**Task details:**
Only a verbatim restatement of the lines from the one with "For each instance of the dirt" through the end of the listing below is wanted. Pictures should be left out.

**Provided data:**

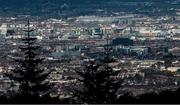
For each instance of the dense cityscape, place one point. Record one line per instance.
(145, 47)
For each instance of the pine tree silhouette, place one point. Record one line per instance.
(30, 76)
(99, 82)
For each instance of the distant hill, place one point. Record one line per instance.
(77, 7)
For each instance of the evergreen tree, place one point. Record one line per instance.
(28, 72)
(99, 82)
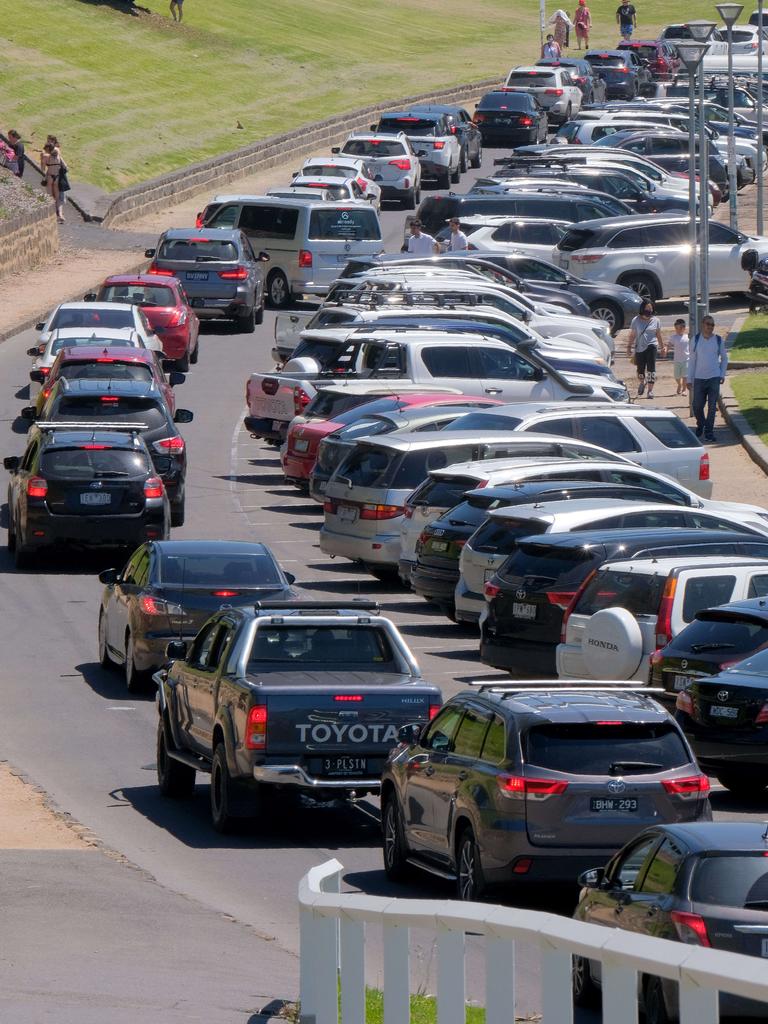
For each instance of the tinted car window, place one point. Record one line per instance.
(587, 749)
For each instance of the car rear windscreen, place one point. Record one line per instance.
(343, 224)
(590, 749)
(738, 880)
(218, 568)
(93, 463)
(198, 251)
(287, 647)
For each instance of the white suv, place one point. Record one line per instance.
(627, 610)
(393, 161)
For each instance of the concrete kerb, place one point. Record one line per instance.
(178, 185)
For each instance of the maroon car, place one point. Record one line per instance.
(166, 307)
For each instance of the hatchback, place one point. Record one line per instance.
(522, 784)
(218, 270)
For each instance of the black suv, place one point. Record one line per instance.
(523, 784)
(85, 487)
(546, 573)
(140, 402)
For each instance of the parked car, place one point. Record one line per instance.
(166, 306)
(628, 610)
(512, 785)
(702, 884)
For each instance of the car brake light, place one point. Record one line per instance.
(256, 728)
(664, 622)
(37, 487)
(693, 785)
(517, 787)
(690, 928)
(174, 444)
(154, 487)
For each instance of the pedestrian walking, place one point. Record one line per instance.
(627, 19)
(680, 351)
(645, 342)
(17, 145)
(583, 24)
(708, 363)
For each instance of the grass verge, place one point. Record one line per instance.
(134, 95)
(752, 393)
(752, 343)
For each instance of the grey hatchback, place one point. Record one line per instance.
(218, 269)
(534, 782)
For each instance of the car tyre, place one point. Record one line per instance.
(278, 290)
(469, 884)
(393, 841)
(175, 780)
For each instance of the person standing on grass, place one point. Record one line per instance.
(645, 341)
(707, 366)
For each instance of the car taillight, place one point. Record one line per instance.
(690, 928)
(688, 788)
(380, 511)
(154, 487)
(664, 622)
(37, 487)
(300, 399)
(170, 445)
(517, 787)
(256, 728)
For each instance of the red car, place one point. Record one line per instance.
(165, 306)
(115, 363)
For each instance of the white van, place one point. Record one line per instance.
(308, 242)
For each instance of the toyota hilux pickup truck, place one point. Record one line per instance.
(290, 695)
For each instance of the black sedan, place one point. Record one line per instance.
(168, 590)
(705, 884)
(726, 719)
(510, 118)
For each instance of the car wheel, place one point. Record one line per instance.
(655, 1008)
(645, 287)
(393, 842)
(586, 992)
(104, 657)
(468, 871)
(278, 290)
(135, 681)
(609, 313)
(174, 778)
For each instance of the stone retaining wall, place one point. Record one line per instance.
(28, 240)
(154, 195)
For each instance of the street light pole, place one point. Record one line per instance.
(729, 12)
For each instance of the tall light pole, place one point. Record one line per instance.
(700, 33)
(690, 53)
(729, 12)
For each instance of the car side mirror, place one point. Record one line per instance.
(175, 650)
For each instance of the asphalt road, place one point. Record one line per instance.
(71, 726)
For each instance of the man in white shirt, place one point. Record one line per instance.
(420, 244)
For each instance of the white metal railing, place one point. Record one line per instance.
(333, 950)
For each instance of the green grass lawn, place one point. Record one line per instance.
(752, 393)
(752, 343)
(133, 96)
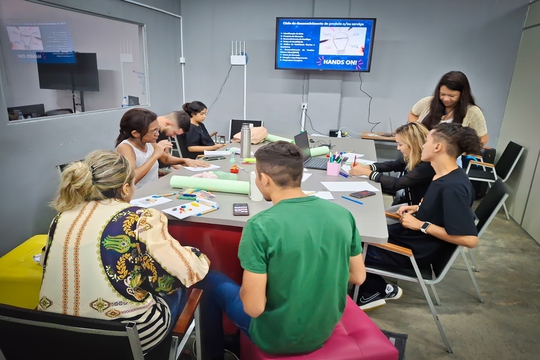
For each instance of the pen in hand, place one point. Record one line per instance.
(351, 199)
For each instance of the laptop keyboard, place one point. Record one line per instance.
(317, 162)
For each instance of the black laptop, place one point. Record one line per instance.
(301, 140)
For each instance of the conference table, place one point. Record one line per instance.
(217, 234)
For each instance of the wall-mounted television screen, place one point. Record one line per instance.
(324, 44)
(81, 75)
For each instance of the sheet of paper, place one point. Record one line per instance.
(211, 167)
(306, 176)
(217, 153)
(327, 195)
(149, 201)
(348, 186)
(193, 208)
(350, 157)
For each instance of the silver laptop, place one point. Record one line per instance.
(301, 140)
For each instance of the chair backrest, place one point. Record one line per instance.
(59, 112)
(508, 160)
(30, 334)
(490, 205)
(236, 125)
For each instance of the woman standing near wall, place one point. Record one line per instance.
(452, 101)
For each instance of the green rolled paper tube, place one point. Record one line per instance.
(230, 186)
(274, 138)
(321, 150)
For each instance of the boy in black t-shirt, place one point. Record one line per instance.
(443, 219)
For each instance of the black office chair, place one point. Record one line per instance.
(32, 334)
(489, 173)
(59, 112)
(434, 273)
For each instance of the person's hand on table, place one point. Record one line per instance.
(410, 222)
(407, 209)
(218, 146)
(196, 163)
(359, 170)
(160, 147)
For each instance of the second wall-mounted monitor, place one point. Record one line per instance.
(337, 44)
(61, 73)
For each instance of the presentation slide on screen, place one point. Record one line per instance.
(324, 44)
(30, 41)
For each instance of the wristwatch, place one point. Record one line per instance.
(424, 227)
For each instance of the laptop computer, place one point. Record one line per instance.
(301, 140)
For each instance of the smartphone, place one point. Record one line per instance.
(240, 209)
(212, 158)
(362, 194)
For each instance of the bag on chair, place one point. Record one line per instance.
(258, 134)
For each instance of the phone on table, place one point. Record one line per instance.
(240, 209)
(212, 158)
(362, 194)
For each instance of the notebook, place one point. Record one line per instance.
(301, 140)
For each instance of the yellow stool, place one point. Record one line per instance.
(20, 275)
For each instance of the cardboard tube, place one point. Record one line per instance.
(321, 150)
(274, 138)
(230, 186)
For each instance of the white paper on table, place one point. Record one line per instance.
(305, 176)
(217, 153)
(149, 201)
(350, 157)
(211, 167)
(327, 195)
(348, 186)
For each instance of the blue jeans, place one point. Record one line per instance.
(220, 294)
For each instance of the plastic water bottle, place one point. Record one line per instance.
(245, 143)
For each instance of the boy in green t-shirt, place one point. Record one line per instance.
(298, 257)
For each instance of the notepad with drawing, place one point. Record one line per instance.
(193, 208)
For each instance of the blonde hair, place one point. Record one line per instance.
(414, 135)
(99, 176)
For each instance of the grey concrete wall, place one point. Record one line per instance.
(416, 41)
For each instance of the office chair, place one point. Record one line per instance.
(434, 273)
(502, 169)
(29, 334)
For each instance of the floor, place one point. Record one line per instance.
(506, 326)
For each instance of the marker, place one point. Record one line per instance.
(351, 199)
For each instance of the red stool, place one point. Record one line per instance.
(355, 337)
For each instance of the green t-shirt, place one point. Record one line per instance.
(303, 245)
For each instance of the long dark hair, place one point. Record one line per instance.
(193, 108)
(460, 139)
(457, 81)
(135, 119)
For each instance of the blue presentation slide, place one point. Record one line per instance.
(324, 44)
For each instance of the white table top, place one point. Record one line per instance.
(370, 218)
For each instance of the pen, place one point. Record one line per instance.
(169, 194)
(351, 199)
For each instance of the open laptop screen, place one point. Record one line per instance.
(236, 125)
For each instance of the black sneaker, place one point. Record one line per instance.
(373, 301)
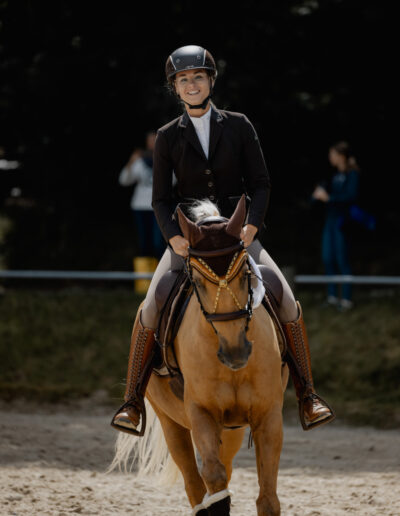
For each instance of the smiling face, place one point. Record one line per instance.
(193, 86)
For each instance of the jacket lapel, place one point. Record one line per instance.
(215, 130)
(190, 134)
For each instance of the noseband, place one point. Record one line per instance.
(195, 261)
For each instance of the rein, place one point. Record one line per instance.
(195, 260)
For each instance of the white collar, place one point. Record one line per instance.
(201, 119)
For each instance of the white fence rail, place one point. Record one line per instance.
(130, 276)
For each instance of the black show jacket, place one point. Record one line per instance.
(235, 165)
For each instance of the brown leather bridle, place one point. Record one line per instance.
(195, 261)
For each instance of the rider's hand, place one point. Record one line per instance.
(180, 245)
(248, 233)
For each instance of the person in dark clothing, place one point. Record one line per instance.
(338, 196)
(214, 154)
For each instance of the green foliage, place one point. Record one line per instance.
(58, 345)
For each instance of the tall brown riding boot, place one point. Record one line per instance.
(140, 362)
(313, 410)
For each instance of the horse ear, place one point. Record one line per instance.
(189, 229)
(235, 223)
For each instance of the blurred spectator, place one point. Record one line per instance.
(139, 172)
(339, 195)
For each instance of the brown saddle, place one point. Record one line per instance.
(172, 296)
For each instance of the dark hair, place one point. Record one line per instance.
(345, 150)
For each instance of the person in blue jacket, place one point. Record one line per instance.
(339, 196)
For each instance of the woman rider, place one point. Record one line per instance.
(216, 154)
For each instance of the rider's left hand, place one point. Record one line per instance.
(248, 233)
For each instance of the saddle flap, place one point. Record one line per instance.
(273, 284)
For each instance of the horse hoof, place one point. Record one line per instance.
(218, 504)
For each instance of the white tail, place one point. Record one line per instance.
(147, 455)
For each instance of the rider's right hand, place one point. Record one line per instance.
(180, 245)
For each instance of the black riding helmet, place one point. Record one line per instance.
(188, 58)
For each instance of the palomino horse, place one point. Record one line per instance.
(233, 375)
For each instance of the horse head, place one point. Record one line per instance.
(219, 271)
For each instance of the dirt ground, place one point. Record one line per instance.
(53, 461)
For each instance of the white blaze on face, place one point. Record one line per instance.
(257, 284)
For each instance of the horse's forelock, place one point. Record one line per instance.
(215, 237)
(202, 209)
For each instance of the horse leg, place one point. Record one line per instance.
(179, 442)
(207, 438)
(231, 444)
(268, 438)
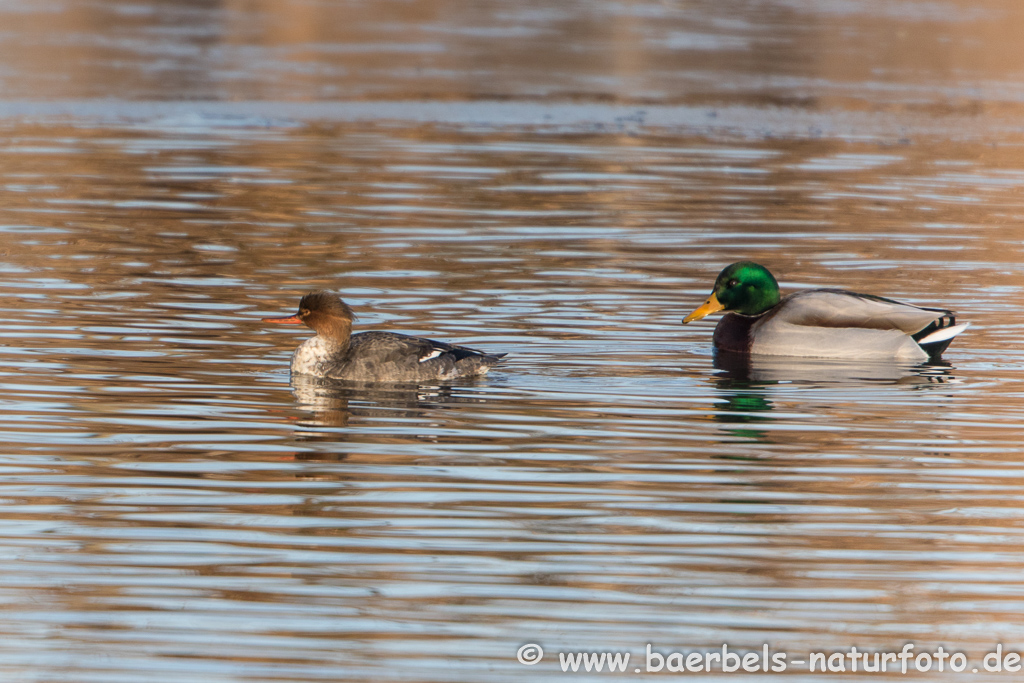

**Written answer:**
For each instance of the dirt ground, place one point. Record one line per instance.
(53, 461)
For each instance of the white blaze on face, place one point. Record one line per instance.
(257, 284)
For each instance of the horse's forelock, place one point. Record one line per instance.
(215, 237)
(202, 209)
For each instance of the horse leg, place one point. Record one line per instance.
(179, 442)
(207, 438)
(231, 444)
(268, 438)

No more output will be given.